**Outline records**
## Start

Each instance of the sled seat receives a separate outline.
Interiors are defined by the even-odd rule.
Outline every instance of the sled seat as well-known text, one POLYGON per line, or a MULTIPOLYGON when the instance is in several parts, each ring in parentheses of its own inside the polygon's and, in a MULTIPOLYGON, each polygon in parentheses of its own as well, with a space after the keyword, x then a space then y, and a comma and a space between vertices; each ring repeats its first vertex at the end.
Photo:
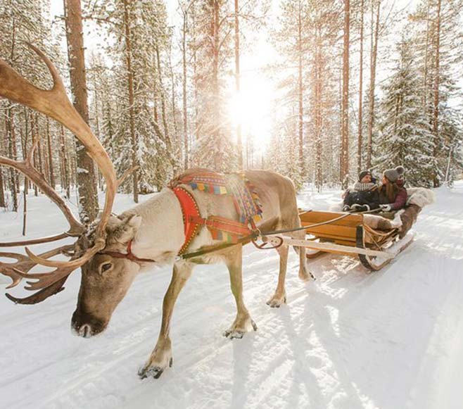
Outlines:
POLYGON ((398 235, 396 229, 381 231, 369 227, 360 213, 310 210, 302 212, 299 217, 302 225, 307 227, 309 240, 353 247, 358 247, 361 240, 365 248, 380 249, 398 235), (317 225, 319 223, 326 224, 317 225))
POLYGON ((324 241, 331 241, 343 246, 357 246, 357 227, 363 225, 363 215, 350 214, 336 220, 345 213, 336 212, 305 211, 299 214, 303 226, 307 227, 307 234, 313 236, 313 239, 320 239, 324 241), (333 222, 310 227, 312 225, 333 222))

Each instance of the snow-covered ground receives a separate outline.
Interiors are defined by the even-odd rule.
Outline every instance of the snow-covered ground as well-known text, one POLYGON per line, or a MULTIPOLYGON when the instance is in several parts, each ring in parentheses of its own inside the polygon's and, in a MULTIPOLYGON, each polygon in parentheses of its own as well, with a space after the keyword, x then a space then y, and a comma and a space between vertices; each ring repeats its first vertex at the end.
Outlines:
MULTIPOLYGON (((338 194, 306 191, 300 205, 326 208, 338 194)), ((130 206, 120 196, 115 208, 130 206)), ((20 214, 0 213, 0 241, 18 239, 21 222, 20 214)), ((30 237, 65 228, 49 201, 31 197, 30 237)), ((290 252, 279 309, 265 305, 277 253, 247 246, 244 296, 258 330, 241 340, 222 336, 235 315, 224 267, 197 268, 172 319, 174 365, 158 380, 137 372, 156 341, 169 268, 140 276, 108 329, 90 339, 70 328, 78 272, 42 304, 2 296, 0 408, 460 409, 463 183, 437 190, 414 230, 414 242, 372 274, 354 258, 326 255, 312 262, 317 280, 305 284, 290 252)))

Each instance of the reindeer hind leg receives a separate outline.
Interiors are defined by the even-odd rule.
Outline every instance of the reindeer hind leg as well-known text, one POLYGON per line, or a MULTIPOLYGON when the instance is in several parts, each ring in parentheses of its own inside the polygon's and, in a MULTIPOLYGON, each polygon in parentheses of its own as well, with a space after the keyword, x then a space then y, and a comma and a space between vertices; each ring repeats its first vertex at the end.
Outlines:
POLYGON ((236 303, 236 317, 231 326, 224 332, 224 336, 230 338, 243 338, 246 332, 258 327, 250 318, 249 312, 244 305, 243 297, 242 276, 242 246, 236 246, 229 253, 225 258, 225 263, 230 275, 230 287, 236 303))

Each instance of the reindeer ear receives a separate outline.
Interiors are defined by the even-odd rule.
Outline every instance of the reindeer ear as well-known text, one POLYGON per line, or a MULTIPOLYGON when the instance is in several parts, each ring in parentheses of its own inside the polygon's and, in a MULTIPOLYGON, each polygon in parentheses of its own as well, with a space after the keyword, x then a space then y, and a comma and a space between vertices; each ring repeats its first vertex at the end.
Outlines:
POLYGON ((110 236, 115 241, 128 243, 137 234, 137 231, 141 225, 141 218, 138 215, 121 215, 118 218, 119 222, 110 236))
POLYGON ((127 226, 130 226, 135 232, 139 229, 141 225, 141 216, 138 215, 131 215, 127 220, 127 226))

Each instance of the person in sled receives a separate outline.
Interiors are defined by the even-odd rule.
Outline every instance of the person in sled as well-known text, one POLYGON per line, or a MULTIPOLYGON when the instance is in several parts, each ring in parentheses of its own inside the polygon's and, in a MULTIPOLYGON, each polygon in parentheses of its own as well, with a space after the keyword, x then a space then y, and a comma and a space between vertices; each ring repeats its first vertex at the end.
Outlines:
POLYGON ((379 207, 382 211, 395 211, 405 206, 407 190, 403 187, 404 171, 402 166, 397 166, 383 172, 382 184, 379 189, 379 207))
POLYGON ((378 185, 369 170, 360 172, 358 181, 344 194, 343 210, 367 212, 379 207, 378 185))

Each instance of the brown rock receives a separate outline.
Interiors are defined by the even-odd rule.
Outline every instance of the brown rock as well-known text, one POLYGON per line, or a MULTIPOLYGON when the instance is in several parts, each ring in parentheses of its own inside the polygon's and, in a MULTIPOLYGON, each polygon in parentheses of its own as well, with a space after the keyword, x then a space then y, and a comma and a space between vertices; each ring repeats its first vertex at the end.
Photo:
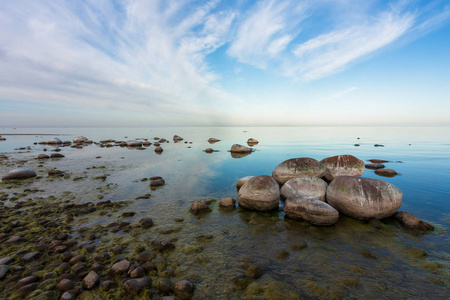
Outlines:
POLYGON ((285 184, 289 179, 299 177, 322 177, 325 168, 314 158, 291 158, 280 163, 272 172, 273 178, 279 184, 285 184))
POLYGON ((327 189, 331 206, 360 220, 392 216, 400 208, 402 197, 402 192, 388 182, 354 176, 339 176, 327 189))
POLYGON ((251 178, 238 193, 239 206, 257 211, 278 209, 279 201, 279 185, 267 175, 251 178))
POLYGON ((331 205, 302 197, 291 197, 284 203, 284 212, 291 219, 305 220, 314 225, 330 226, 339 219, 339 212, 331 205))
POLYGON ((394 216, 400 223, 411 229, 434 230, 434 227, 406 211, 399 211, 394 216))

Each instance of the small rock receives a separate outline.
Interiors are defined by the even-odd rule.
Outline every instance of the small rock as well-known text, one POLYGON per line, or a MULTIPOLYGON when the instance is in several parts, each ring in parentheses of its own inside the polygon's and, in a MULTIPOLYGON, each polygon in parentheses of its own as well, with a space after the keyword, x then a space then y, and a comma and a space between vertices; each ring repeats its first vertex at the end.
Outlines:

## End

Duplicate the rows from the line containing "Each instance of the brown" through the line containing "POLYGON ((251 178, 238", including both of those lines. Leave the pictures out of your copy.

Each instance of the brown rock receives a separate outline.
Interiors are defined by the even-odd rule.
Outline every instance of the brown rock as well-known text, one POLYGON per line, or a MULTIPOLYGON when the instance is in several parts, each ring in parentheses of its own inside the polygon's and, in a MULTIPOLYGON, each polygon in parentheses of its own as well, with a space after the keyword, x then a space then y, and a comma and a space between vertices; each ring repeats its first vertex at the end.
Photo:
Outlines:
POLYGON ((285 184, 289 179, 299 177, 322 177, 325 168, 314 158, 291 158, 280 163, 272 172, 273 178, 279 184, 285 184))
POLYGON ((327 189, 331 206, 360 220, 392 216, 400 208, 402 197, 402 192, 388 182, 354 176, 339 176, 327 189))
POLYGON ((251 178, 238 193, 239 206, 257 211, 278 209, 279 201, 279 185, 267 175, 251 178))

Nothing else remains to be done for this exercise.